- _Excerpt to read_:
Teaching is a profession, just as law and medicine are profession. Should we not, then, speak of “the practice of teaching”? And should not worry teachers actually engage in practice?
When I was quite young, I wondered about expressions such as “the practice of law” and “ the practice of medicine”. The thought of a physician using me to learn diagnostic and treatment skills was a bit unnerving.
Later on, I came to realize that these traditional professions used that term “practice “ to designate their activity in the sense of both APPLICATION skills and knowledge and continually IMPROVING them through experience I was considerably relieved.
It occurs to me that teaching in considered a profession for many causes and same reasons. That law and medicine are considered professions. Why then do we not speak of “the practice of teaching”?
Surely we teachers apply both knowledge of our special fields and the skills of teaching. Surely we benefit from experience by continually refining our skills in the classroom. We reflect upon a segment of instruction that has the future. Similarly, we look back upon a segment of instruction that has not gone well, examine why, and try to determine modifications; we study our errors and try to reframe them into improved performance in the future. These behaviors would seem to be marks of professional educators.

- _About this exercise_: Can you continue the essay on the practice of teaching, picking up after its final sentence?

- _Study material_:

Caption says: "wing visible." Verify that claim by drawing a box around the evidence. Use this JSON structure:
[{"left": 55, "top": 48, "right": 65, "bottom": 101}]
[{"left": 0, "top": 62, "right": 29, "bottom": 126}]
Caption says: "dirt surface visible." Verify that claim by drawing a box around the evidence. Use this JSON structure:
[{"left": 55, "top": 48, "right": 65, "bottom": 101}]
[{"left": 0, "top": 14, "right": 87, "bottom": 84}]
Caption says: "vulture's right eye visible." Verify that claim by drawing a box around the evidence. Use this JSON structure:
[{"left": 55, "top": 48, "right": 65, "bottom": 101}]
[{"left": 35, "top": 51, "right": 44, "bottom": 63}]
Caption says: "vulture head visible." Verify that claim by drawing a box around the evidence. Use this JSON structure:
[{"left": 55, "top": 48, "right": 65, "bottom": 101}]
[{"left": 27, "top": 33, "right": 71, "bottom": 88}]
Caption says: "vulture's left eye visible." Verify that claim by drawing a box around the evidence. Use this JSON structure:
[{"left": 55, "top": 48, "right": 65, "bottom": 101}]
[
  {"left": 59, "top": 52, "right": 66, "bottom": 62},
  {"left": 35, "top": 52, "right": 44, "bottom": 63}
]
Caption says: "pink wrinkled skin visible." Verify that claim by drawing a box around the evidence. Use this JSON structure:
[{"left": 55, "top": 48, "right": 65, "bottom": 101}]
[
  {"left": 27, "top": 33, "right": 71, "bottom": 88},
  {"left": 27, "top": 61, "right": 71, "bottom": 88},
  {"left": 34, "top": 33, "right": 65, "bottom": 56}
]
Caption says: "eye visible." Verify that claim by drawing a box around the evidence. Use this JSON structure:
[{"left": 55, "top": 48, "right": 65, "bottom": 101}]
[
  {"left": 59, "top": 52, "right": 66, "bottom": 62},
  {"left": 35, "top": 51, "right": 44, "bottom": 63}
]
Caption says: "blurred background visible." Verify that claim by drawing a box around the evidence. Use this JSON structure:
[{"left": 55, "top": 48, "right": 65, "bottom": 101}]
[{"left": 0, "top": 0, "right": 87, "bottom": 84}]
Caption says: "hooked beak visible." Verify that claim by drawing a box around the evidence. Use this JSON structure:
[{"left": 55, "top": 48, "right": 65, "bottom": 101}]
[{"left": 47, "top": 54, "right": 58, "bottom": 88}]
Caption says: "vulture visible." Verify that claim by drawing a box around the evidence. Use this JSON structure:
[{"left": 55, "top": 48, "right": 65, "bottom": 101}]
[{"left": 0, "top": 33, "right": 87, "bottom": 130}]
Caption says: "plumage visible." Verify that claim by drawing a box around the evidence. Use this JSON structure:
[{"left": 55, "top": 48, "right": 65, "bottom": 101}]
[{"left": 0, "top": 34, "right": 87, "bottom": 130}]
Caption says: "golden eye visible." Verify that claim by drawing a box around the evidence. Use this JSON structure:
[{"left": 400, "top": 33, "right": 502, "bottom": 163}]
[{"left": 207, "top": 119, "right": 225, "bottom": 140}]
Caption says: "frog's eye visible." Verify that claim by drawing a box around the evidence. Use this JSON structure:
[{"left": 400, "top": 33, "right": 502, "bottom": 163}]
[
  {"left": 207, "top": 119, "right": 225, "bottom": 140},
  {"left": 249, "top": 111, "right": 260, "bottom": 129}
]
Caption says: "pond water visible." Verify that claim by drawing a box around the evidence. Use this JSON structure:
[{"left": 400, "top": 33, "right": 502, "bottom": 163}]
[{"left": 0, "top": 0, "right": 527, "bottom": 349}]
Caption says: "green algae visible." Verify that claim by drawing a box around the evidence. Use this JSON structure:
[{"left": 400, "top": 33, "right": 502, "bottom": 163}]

- _Response to this exercise_:
A teacher sometimes may try a new classroom idea or behavior and find that it doesn’t result in immediate success. It’s easy to become discouraged and discharge the innovation. However, we should remember that most new things require repeated trials, each in turn coming closer to the ideal execution. Practice is the handmaiden of successful innovation.
Why should it be any different for teachers? Practice enhances our teaching effectiveness. To neglect it is to risk not becoming all that we can be.
Practice in teaching involves more than just advance trials of classroom exercises and demonstrations. It also involves things such as vocal preparation, rehearsal of movement, and refinement of timing. It involves studying of instructional game plans, including quick mental run-throughs just before class in order to fix those plans in our minds. And it is of advantage to get into character, warm-up our voices, and limber up our bodies before entering the classroom – our own special arena of performance.
Does practice make perfect, as we so often hear? Perhaps. But let us realize that perfection is rarely attained even under the best of circumstances. Not achieving that ultimate end can be disheartening. We might better set our eyes on a more realistic objective: continual improvement. John Dewey seemed to have the right words for it.: not perfection as a final goal, but the ever-enduring process or perfecting, maturing, refining, is the aim of living.
And of teaching, I’m sure he would add.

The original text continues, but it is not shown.